Work order
Among the lines below, copy exactly those from the one with "the gold earring" through the one with "the short dark hair", counting both ends.

** Extracted records follows **

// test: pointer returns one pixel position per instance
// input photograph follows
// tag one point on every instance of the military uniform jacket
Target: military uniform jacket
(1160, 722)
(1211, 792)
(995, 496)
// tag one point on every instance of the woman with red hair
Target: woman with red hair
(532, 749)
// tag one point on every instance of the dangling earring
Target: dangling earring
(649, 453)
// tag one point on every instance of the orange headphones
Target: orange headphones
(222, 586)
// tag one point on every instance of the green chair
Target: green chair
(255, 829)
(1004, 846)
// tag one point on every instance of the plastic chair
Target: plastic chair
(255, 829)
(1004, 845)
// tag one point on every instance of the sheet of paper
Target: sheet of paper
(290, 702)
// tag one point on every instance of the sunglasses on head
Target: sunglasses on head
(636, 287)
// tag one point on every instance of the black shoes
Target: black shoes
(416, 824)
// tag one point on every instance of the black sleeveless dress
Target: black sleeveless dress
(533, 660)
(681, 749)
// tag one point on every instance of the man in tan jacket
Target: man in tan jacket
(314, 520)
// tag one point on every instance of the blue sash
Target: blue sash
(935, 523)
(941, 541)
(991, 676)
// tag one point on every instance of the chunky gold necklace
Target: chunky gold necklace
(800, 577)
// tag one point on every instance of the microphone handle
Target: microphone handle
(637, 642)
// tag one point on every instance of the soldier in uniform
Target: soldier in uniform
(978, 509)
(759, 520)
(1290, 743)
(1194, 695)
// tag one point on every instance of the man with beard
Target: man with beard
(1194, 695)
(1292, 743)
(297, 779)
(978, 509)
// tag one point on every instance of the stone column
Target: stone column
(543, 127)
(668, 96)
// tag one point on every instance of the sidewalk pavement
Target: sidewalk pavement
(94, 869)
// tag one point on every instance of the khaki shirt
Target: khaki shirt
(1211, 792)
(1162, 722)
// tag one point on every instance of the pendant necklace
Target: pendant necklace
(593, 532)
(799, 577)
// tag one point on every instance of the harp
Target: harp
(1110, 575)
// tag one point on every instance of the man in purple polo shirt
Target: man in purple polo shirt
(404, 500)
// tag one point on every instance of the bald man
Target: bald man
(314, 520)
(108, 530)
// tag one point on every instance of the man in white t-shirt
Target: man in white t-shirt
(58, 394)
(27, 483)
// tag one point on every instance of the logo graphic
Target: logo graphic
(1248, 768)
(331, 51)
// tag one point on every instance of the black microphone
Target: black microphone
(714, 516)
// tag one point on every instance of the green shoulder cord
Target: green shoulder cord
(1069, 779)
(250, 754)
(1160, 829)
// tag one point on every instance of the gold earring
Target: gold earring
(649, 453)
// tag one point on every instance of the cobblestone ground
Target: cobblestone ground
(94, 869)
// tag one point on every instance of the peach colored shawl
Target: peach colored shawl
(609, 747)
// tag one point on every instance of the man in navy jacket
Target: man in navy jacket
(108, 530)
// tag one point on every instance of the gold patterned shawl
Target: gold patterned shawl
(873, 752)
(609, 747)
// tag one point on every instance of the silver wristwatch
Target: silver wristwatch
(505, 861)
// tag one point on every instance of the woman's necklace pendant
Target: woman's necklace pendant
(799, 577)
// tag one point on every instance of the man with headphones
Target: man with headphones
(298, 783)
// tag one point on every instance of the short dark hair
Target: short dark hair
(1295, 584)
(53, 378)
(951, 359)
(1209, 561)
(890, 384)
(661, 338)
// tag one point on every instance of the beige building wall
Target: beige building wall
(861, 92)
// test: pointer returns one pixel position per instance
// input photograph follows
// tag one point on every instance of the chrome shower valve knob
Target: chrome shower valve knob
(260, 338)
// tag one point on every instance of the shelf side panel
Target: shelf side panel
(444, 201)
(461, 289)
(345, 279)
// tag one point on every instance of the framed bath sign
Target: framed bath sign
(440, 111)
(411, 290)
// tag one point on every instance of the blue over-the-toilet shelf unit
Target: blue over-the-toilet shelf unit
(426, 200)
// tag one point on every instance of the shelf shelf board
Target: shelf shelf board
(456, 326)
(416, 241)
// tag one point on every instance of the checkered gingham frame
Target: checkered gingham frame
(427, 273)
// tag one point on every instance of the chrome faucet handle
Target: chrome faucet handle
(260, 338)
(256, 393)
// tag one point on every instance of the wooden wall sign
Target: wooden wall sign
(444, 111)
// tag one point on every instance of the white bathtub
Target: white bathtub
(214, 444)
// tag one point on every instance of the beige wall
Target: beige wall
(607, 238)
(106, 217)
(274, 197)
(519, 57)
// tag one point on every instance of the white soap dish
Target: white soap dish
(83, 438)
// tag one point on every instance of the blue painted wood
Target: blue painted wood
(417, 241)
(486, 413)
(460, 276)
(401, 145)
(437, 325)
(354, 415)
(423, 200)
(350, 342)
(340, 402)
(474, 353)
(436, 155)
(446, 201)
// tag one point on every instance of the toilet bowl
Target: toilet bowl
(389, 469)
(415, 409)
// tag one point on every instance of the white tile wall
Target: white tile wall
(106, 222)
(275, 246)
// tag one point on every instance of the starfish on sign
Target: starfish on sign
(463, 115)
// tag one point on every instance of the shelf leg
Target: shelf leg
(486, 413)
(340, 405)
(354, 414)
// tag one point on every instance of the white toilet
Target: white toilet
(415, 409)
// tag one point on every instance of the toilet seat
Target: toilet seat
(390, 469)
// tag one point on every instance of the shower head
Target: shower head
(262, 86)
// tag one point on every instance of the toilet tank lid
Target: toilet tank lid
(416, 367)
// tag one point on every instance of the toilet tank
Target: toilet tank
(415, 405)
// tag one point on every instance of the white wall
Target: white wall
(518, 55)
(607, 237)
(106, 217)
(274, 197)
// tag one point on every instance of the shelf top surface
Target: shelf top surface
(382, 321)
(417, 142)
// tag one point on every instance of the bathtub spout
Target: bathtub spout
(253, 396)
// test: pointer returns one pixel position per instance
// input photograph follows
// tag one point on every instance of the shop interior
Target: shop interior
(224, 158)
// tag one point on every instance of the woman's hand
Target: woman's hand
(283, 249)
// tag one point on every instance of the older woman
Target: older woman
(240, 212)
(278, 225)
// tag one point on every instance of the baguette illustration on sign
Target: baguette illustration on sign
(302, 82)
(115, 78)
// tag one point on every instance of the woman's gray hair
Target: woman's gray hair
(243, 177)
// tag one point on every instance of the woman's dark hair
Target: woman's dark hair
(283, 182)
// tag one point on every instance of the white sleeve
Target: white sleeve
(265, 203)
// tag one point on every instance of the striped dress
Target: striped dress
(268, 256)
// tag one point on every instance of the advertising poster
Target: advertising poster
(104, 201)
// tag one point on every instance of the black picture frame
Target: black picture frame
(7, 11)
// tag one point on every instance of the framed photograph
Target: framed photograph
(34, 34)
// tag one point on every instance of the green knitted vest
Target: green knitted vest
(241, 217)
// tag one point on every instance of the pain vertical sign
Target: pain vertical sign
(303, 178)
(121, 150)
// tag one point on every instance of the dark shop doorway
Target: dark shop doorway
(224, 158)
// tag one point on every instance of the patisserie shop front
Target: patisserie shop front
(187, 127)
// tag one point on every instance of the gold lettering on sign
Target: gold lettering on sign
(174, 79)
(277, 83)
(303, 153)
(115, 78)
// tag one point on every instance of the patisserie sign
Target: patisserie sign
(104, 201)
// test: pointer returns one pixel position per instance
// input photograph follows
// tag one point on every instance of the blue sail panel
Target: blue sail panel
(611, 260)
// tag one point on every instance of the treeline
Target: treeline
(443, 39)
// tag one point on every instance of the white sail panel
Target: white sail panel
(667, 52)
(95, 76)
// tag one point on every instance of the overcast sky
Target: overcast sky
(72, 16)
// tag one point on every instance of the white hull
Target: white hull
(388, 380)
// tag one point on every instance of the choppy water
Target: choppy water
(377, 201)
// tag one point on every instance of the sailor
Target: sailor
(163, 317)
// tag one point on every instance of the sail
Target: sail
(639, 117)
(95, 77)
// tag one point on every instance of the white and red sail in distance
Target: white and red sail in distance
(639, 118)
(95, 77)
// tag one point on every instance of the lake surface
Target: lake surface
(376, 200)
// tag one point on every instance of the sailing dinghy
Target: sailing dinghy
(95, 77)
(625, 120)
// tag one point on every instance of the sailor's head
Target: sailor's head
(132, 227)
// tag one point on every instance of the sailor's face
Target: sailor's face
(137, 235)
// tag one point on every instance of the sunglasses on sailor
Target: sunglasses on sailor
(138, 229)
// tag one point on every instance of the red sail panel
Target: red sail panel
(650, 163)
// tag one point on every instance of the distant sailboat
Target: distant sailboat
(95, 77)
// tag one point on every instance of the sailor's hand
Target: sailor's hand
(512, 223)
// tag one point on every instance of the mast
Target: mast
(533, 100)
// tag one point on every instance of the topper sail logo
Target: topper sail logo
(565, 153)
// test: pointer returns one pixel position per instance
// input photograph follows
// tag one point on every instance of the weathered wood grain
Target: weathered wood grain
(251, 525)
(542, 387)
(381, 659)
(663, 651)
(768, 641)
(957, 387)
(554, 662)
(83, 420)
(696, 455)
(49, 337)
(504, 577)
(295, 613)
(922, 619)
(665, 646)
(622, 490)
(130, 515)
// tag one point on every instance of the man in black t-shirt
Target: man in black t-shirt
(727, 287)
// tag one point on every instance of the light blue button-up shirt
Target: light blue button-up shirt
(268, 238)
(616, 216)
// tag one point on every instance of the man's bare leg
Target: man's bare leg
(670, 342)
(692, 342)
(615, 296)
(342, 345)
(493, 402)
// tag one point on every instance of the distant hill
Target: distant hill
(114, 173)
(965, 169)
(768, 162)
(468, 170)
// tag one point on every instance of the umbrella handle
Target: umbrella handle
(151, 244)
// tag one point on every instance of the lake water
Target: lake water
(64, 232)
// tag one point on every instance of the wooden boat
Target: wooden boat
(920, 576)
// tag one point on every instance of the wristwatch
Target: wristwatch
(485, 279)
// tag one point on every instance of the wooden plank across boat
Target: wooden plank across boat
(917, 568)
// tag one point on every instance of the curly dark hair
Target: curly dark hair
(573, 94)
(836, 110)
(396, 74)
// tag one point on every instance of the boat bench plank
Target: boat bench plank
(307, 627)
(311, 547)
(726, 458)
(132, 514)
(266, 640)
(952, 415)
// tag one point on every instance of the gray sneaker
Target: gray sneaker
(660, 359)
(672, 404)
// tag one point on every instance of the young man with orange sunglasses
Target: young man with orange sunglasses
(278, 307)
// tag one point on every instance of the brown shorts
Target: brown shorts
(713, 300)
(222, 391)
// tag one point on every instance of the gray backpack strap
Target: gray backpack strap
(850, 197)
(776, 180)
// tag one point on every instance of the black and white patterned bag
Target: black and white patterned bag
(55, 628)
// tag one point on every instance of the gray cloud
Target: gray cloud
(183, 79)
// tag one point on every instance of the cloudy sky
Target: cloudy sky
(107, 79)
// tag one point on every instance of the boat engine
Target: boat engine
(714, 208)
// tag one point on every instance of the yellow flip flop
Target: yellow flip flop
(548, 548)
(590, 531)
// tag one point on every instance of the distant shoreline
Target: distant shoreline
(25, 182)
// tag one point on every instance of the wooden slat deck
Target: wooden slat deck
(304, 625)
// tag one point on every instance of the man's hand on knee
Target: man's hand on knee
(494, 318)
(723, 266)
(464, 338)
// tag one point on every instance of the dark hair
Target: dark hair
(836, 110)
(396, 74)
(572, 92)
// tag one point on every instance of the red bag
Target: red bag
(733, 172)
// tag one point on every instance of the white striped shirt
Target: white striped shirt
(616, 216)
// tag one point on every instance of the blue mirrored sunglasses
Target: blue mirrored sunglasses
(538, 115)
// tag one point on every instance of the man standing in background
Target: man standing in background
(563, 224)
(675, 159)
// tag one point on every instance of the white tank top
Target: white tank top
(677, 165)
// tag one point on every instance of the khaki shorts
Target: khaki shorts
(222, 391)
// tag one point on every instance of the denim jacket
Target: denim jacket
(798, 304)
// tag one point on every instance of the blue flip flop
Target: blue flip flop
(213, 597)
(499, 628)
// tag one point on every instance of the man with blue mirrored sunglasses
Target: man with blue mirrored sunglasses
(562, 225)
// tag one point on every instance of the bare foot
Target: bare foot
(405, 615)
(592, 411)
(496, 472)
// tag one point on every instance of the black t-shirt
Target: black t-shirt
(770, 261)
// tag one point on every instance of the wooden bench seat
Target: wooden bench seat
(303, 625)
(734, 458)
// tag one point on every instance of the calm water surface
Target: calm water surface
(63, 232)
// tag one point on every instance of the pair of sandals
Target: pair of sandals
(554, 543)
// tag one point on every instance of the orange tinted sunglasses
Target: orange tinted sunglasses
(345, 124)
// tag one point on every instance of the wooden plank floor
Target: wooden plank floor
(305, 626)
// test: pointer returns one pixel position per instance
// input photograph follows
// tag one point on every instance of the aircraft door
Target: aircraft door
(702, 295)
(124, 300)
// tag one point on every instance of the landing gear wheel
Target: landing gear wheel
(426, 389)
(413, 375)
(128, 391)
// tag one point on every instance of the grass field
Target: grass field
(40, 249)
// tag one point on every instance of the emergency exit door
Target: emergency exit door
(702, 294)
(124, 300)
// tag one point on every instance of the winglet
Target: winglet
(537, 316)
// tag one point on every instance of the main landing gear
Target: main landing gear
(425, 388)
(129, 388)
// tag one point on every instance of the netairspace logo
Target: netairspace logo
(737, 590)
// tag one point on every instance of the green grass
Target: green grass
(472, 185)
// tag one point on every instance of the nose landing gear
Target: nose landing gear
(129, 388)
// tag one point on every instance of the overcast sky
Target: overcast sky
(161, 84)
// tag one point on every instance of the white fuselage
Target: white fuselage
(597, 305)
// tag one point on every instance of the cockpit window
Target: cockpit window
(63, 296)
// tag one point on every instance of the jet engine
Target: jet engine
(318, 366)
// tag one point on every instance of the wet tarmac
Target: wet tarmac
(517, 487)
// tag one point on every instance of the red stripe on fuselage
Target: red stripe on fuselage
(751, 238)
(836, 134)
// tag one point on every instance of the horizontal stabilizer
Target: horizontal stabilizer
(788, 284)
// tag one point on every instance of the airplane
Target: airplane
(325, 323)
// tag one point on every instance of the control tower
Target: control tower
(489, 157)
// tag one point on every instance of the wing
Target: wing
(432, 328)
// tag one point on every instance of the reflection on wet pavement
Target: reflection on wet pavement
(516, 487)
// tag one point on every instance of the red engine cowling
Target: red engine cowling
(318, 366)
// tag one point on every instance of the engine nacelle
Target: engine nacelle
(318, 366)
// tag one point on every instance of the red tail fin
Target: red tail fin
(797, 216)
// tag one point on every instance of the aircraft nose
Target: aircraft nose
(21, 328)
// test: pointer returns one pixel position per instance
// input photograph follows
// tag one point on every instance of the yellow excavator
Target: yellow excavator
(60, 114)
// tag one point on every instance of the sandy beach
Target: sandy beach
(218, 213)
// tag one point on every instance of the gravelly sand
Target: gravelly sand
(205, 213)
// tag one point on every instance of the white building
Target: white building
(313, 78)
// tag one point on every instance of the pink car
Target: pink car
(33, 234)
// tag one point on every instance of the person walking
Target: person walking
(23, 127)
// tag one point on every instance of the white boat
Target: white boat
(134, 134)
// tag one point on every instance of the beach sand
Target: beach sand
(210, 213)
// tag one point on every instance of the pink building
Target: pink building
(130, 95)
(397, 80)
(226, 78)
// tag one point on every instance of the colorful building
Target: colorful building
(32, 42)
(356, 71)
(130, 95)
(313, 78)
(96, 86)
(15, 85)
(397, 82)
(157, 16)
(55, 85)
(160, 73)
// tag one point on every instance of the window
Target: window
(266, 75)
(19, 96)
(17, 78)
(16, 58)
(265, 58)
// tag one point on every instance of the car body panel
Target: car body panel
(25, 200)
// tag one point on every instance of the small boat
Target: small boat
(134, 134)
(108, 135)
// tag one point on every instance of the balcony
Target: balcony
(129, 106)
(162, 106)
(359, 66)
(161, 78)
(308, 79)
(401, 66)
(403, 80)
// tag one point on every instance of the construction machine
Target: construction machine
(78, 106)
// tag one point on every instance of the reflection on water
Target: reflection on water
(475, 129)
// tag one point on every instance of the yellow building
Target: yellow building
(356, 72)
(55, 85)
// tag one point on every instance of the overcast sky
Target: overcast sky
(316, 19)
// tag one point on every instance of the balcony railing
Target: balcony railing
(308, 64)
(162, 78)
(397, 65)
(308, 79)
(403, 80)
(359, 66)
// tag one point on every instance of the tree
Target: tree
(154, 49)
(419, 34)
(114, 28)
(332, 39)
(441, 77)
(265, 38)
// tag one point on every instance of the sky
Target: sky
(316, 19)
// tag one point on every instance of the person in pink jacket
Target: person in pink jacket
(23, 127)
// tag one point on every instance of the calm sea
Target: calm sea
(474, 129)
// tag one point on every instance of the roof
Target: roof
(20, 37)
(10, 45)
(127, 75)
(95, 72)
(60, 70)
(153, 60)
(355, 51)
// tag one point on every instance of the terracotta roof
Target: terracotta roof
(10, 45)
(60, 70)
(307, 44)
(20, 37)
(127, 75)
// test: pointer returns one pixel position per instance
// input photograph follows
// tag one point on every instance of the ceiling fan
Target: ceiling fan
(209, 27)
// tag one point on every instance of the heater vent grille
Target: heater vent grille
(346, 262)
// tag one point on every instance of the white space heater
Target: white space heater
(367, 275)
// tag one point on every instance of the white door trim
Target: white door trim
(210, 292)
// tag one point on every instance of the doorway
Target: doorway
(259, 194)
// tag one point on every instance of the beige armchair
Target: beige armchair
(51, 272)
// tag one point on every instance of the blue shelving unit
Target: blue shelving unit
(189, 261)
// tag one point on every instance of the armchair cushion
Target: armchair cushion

** End of Extracted records **

Completed exercise
// tag one point on every instance of the gold earring
Target: gold earring
(649, 453)
// tag one point on every instance of the cobblestone ground
Target: cobblestone ground
(94, 869)
// tag one point on every instance of the peach colored shawl
Target: peach colored shawl
(609, 747)
// tag one point on every instance of the man in navy jacket
Target: man in navy jacket
(108, 530)
// tag one point on every instance of the gold patterned shawl
Target: gold patterned shawl
(873, 752)
(609, 747)
// tag one point on every instance of the silver wristwatch
Target: silver wristwatch
(505, 861)
// tag one point on every instance of the woman's necklace pendant
Target: woman's necklace pendant
(799, 577)
// tag one point on every instance of the man with headphones
Target: man with headphones
(298, 783)
// tag one point on every instance of the short dark hair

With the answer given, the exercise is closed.